======== Passage cité ========

CJCE, 11 décembre 1985, n° 192-84

COUR DE JUSTICE DES COMMUNAUTÉS EUROPÉENNES

Arrêt

PARTIES

Demandeur :

Commission des Communautés européennes

Défendeur :

République hellénique

CJCE n° 192-84

11 décembre 1985

LA COUR,

1. Par requête déposée au greffe de la Cour le 20 juillet 1984, la Commission des Communautés européennes a introduit, en vertu de l'article 169 du traité CEE, un recours visant à faire reconnaître qu'en octroyant des conditions de crédit plus favorables à l'achat de machines agricoles grecques au détriment des machines de même nature importées d'Etats membres de la Communauté, la République hellénique a manqué aux obligations qui lui incombent en vertu de l'article 30 du traité, en liaison avec l'article 35 de l'acte d'adhésion, et qu'en omettant de répondre aux demandes répétées de la Commission visant à obtenir des informations au sujet des machines concernées par ladite pratique discriminatoire, la République hellénique a manqué aux obligations qui lui incombent en vertu de l'article 5 du traité.

2. Il ressort du dossier que, le 18 septembre 1970, l'ancien Comité de coordination de la politique économique de la République hellénique a adopté une décision (n° 749) qui, entre autres, imposait à la banque agricole de Grèce, principal organisme de crédit pour le secteur agricole, de ne financer l'achat de machines agricoles importées que sur présentation d'une attestation du ministère de l'Industrie certifiant formellement l'absence de fabrication nationale de machines du même type.

3. Par lettre du 22 septembre 1981, le Comité monétaire de la République hellénique a communiqué à toutes les banques un extrait du procès-verbal de sa séance du 20 août 1981, aux termes duquel le comité avait décidé qu' " à partir de la publication de la présente décision, toutes les décisions relatives à l'aide à la fabrication nationale de machines agricoles adoptées en son temps par le comité de coordination de la politique économique sont abrogées " et que, " dans les conditions prévues par les dispositions en vigueur, la banque agricole de Grèce offre aux agriculteurs et aux organisations coopératives des possibilités d'aides financières à l'achat au comptant de machines agricoles provenant tant de la production nationale que de celle des pays de la Communauté économique européenne ". Il ressort en outre de la décision susvisée qu'elle " sera publiée au Journal officiel " grec. Par sa décision 1748 du 24 septembre 1981, le Comité économique de la République hellénique a " approuvé l'abrogation de la décision 749 du Comité de coordination de la politique économique, du 18 septembre 1970 ".

======== Enregistrements extraits ========

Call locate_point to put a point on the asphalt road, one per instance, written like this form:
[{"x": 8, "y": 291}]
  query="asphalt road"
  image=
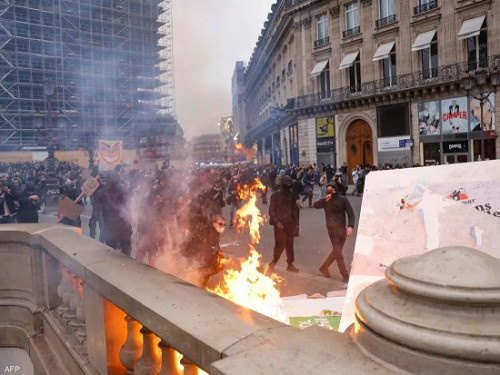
[{"x": 311, "y": 248}]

========

* Consignes de l'exercice:
a. Résumez en deux phrases l'arrêt du 11 décembre 1985.
b. Reprenez l'arrêt du 11 décembre 1985 à la suite de son dernier paragraphe.

* Corrigé de l'exercice:
a. La Commission des Communautés européennes a introduit un recours contre la République hellénique, lui reprochant d'avoir accordé des conditions de crédit plus favorables à l'achat de machines agricoles grecques qu'à celui de machines importées d'autres États membres, et de ne pas avoir répondu à ses demandes répétées d'informations. Une décision de 1970 n'autorisait la banque agricole de Grèce à financer l'achat de machines importées que sur attestation de l'absence de fabrication nationale, mais des décisions du Comité monétaire et du Comité économique grecs ont abrogé cette mesure en 1981.

b.
4. La Commission déclare avoir été saisie, dès les premiers mois suivant l'adhésion de la Grèce le 1er janvier 1981 et pendant toute la durée des années 1981 et 1982, de plaintes relatives au traitement discriminatoire pratiqué à l'égard de machines agricoles d'origine communautaire importées en Grèce. La Commission n'a pas explicité le contenu de ces plaintes, sauf à indiquer que le traitement discriminatoire résultait " d'un ensemble de dispositions administratives découlant de la décision 749-70 ".

5. A la suite de ces plaintes, la Commission a demandé au Gouvernement hellénique de lui communiquer " les textes des actes applicables en matière d'octroi de prêts pour l'achat de machines agricoles ainsi que les mesures prises en vue de l'application de ces actes ". Bien qu'aucun texte en cette matière n'ait été transmis par le Gouvernement concerné, la Commission est entrée en possession d'une circulaire n° 96, du 6 mai 1982, de la banque agricole de Grèce, par laquelle cette banque a diffusé à ses services compétents une note n° PH 5.3/42 du ministère de l'Industrie et de l'Energie, du 31 mars 1982. Dans cette note, le ministère prie la banque, 'aussi longtemps que la décision 749-70 de l'ancien Comité de coordination de la politique économique continuera d'être appliquée,... de veiller à ce que vos services exigent, pour l'octroi de prêts à l'achat des centrifugeuses et décanteurs... (pour l'équipement des huileries), que les intéressés produisent une attestation de nos services certifiant qu'il n'existe pas de fabrication des machines en cause par l'industrie nationale'. Dans sa circulaire, la banque prie ses services de faire le nécessaire pour l'application de cette note " et cela, en relation avec les instructions qui vous ont été données en ce qui concerne la préférence à accorder aux produits de fabrication nationale ".

6. Après l'introduction du présent recours, le ministère compétent a révoqué la note n° PH 5.3/42 par une lettre adressée à la banque le 23 septembre 1984 et, par une circulaire n° 238 du 24 septembre suivant, la banque a abrogé sa circulaire n° 96-82 en indiquant qu' " en conséquence, vos services ne demanderont plus aux intéressés de produire de certificat attestant que les appareils... pour les huileries n'ont pas été fabriqués par l'industrie nationale ".

7. Par lettre du 13 septembre 1983, la Commission a mis le Gouvernement de la République hellénique en demeure de présenter, dans le délai d'un mois, ses observations au sujet des mesures décrites ci-dessus, considérées comme étant contraires aux articles 30 et suivants du traité, ainsi que de son omission de fournir à la Commission les éléments d'information nécessaires pour l'appréciation de l'affaire, omission que la Commission a estimée contraire à l'article 5 du traité. Les autorités grecques n'ayant pas donné de suite à la mise en demeure de la Commission, celle-ci a émis, le 16 mars 1984, un avis motivé au titre de l'article 169, alinéa 1, du traité, en accordant au Gouvernement Hellénique un délai d'un mois pour s'y conformer.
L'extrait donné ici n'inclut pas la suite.